• _TASK REQUIREMENTS_
Turn each line of the listing below into an item in a numbered list, skipping any blank lines and leaving the pictures out.

─── RECORDS FOR THE TASK ───

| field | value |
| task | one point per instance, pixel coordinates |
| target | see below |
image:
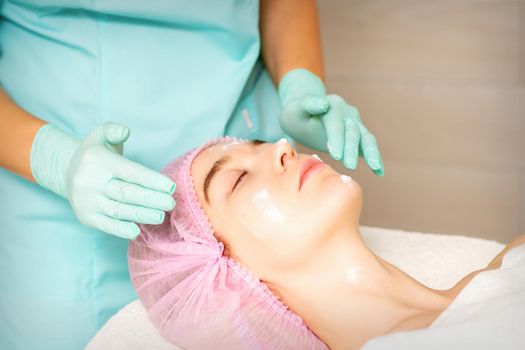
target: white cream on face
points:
(269, 212)
(281, 141)
(346, 179)
(227, 146)
(317, 157)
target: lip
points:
(311, 165)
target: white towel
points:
(436, 260)
(488, 314)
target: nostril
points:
(282, 159)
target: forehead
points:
(204, 161)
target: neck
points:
(348, 295)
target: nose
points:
(283, 153)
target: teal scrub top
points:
(176, 72)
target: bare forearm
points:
(17, 132)
(290, 37)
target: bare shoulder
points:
(494, 264)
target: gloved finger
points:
(136, 173)
(371, 152)
(122, 211)
(314, 104)
(113, 133)
(335, 131)
(351, 148)
(123, 229)
(130, 193)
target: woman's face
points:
(257, 209)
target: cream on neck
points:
(348, 295)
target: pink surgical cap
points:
(197, 297)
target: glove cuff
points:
(50, 156)
(299, 82)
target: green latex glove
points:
(325, 122)
(105, 190)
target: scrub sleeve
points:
(177, 75)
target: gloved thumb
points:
(113, 133)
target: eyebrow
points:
(219, 165)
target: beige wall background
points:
(441, 84)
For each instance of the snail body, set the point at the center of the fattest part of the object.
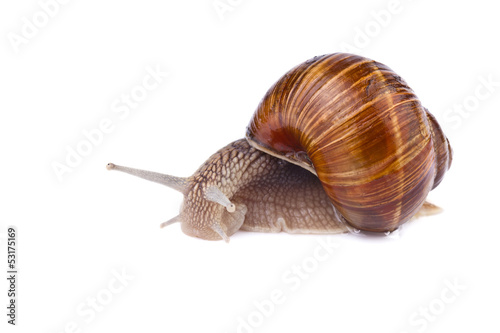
(339, 141)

───

• _RESPONSE_
1. | field | value |
2. | task | one point per instance, pixel coordinates |
3. | target | see below |
4. image:
5. target: white cream on face
6. points:
7. (269, 212)
8. (281, 141)
9. (346, 179)
10. (227, 146)
11. (317, 157)
12. target: lip
13. points:
14. (311, 165)
15. target: white towel
16. points:
17. (436, 260)
18. (488, 314)
19. target: nostril
20. points:
21. (282, 159)
22. target: forehead
23. points:
24. (204, 161)
25. target: neck
26. points:
27. (348, 295)
28. target: nose
29. points:
30. (283, 153)
31. target: teal scrub top
32. points:
33. (176, 72)
34. target: bare forearm
35. points:
36. (17, 132)
37. (290, 37)
38. target: bare shoulder
39. points:
40. (494, 264)
41. target: gloved finger
42. points:
43. (136, 173)
44. (371, 152)
45. (122, 211)
46. (314, 104)
47. (113, 133)
48. (335, 131)
49. (351, 148)
50. (123, 229)
51. (130, 193)
52. target: woman's face
53. points:
54. (257, 209)
55. target: cream on neck
56. points:
57. (348, 295)
58. target: pink surgical cap
59. points:
60. (197, 297)
61. target: glove cuff
62. points:
63. (50, 156)
64. (299, 82)
65. target: green latex glove
66. points:
67. (325, 122)
68. (105, 190)
69. target: scrub sleeve
70. points:
71. (177, 75)
72. target: gloved thumb
73. points:
74. (113, 133)
75. target: eyebrow
76. points:
77. (219, 165)
78. target: beige wall background
79. points:
80. (441, 84)
81. For each instance of the snail body, set the point at the center of the fattest part of the object.
82. (339, 141)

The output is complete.